◆ WRITTEN TASKS:
[1] Decide whether each statement (a), (b), (c) agrees with the text on a dry-year energy portfolio below. For each, answer yes or no and quote the deciding words of the text.
(a) The seasonal energy shortfall in a severe dry year is typically concentrated in summer.
(b) Operating hydro as seasonal storage depends on building new hydro capacity.
(c) The option includes grid-scale batteries of 2–4 GW / 8–16 GWh.
[2] Continue the text on a dry-year energy portfolio from where it stops below, in the same style.

This option outlines a domestic portfolio alternative and recommends integrated modelling before any irreversible LNG commitment. A severe dry year creates a 1.5–2.0 TWh seasonal energy shortfall, typically concentrated in winter, coinciding with peak demand.
Portfolio Option
- Hydro operated as seasonal storage (governance reform, not new build).
- 2–3 TWh renewable overbuild (wind-led, winter-aligned).
- 40% rooftop solar penetration over time (reduces hydro drawdown earlier in the year).
- 1M EVs with managed charging and partial V2G capability.
- Flexible ammonia export load (interruptible within minutes, absorbs excess renewables, profits to sovereign wealth fund - SWF).
- Moderate grid-scale battery deployment (2–4 GW / 8–16 GWh).
Engineering logic
- Renewable overbuild reduces annual hydro depletion by ~2 TWh.

◆ DATASET ENTRIES:
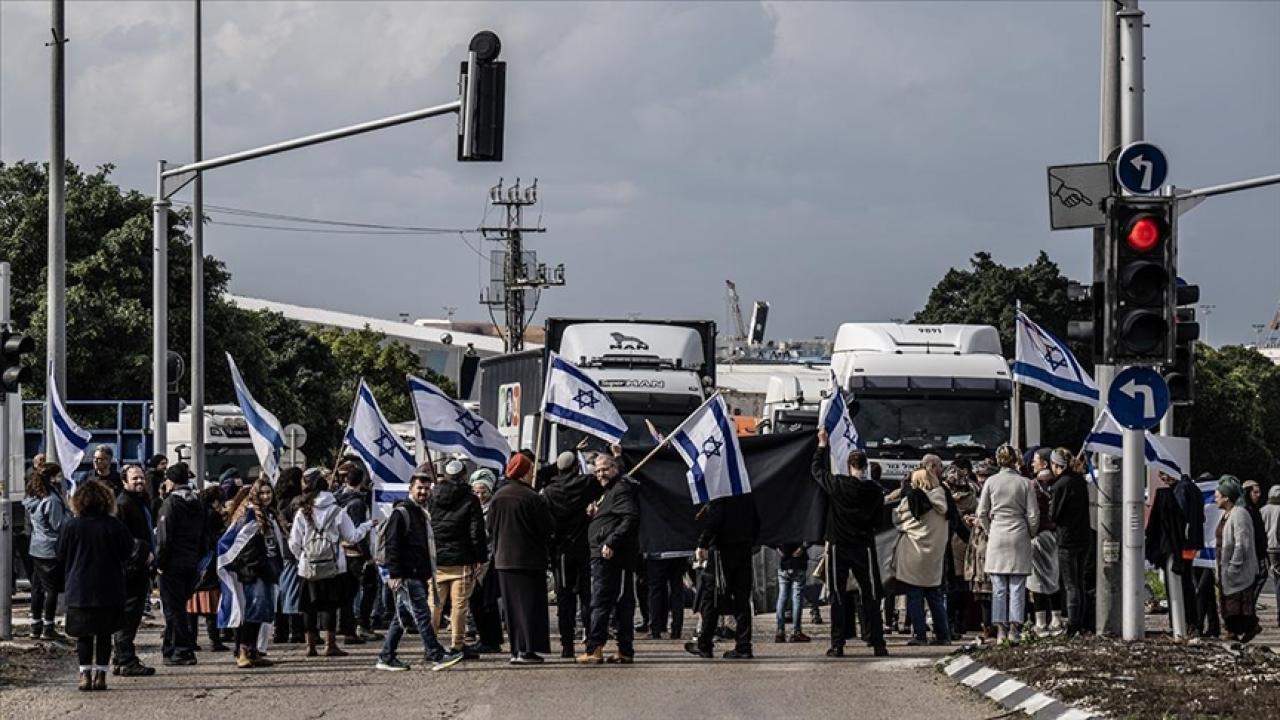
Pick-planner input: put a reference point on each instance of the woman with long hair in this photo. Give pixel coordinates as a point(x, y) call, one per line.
point(46, 514)
point(315, 538)
point(94, 548)
point(251, 554)
point(1009, 514)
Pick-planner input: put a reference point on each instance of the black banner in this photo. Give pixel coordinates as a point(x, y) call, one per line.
point(790, 505)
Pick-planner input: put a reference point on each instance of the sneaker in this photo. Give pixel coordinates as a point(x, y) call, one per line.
point(693, 648)
point(447, 661)
point(393, 665)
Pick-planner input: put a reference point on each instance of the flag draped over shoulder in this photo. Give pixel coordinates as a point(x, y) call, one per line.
point(708, 443)
point(574, 400)
point(264, 429)
point(841, 433)
point(69, 440)
point(1107, 438)
point(1045, 361)
point(389, 463)
point(444, 424)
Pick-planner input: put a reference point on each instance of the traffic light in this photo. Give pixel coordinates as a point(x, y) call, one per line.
point(1180, 374)
point(1139, 290)
point(13, 346)
point(484, 95)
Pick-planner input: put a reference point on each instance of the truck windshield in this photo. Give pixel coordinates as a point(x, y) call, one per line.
point(931, 424)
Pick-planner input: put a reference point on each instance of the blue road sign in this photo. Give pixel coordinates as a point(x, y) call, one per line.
point(1142, 168)
point(1138, 397)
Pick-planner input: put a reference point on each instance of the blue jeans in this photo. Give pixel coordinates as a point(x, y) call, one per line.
point(915, 600)
point(411, 606)
point(790, 587)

◆ EXPECTED ANSWERS:
[1]
(a) No: "typically concentrated in winter, coinciding with peak demand."
(b) No: "governance reform, not new build."
(c) Yes: "Moderate grid-scale battery deployment (2–4 GW / 8–16 GWh)."

[2]
- Rooftop solar reduces daytime and shoulder-season hydro usage.
- V2G reduces evening peak draw, preserving lake levels.
- Ammonia plants shed up to 500 MW instantly during tight supply.
- Hydro retains 4–5 TWh seasonal storage capacity.
Under expected-value modelling, the combined effect offsets the modeled 1.5–2 TWh dry-year deficit. LNG becomes tail-risk only for multi-year inflow failure combined with low wind.
2. Capacity Adequacy: What About Peak Risk?
LNG addresses seasonal energy. It does not materially improve peak flexibility without gas-fired generation capacity.
Portfolio peak management tools:
- V2G: up to 1.5 GW peak elasticity at 1M EV penetration.
- Residential batteries: distributed short-duration discharge.
- Grid batteries: firm 2–4 hour peak cover.
- Flexible industrial load shedding (ammonia, more purchased from SWF).
Peak adequacy is therefore strengthened relative to LNG-only insurance.
3. Market Signals: Does Overbuild Crash Prices?
Industry concern: excess renewables suppress wholesale prices and deter investment.
Response:
- Flexible ammonia creates a price floor by absorbing surplus.
- Electrification increases controllable demand.
- Hydro seasonal optimisation reduces scarcity premiums.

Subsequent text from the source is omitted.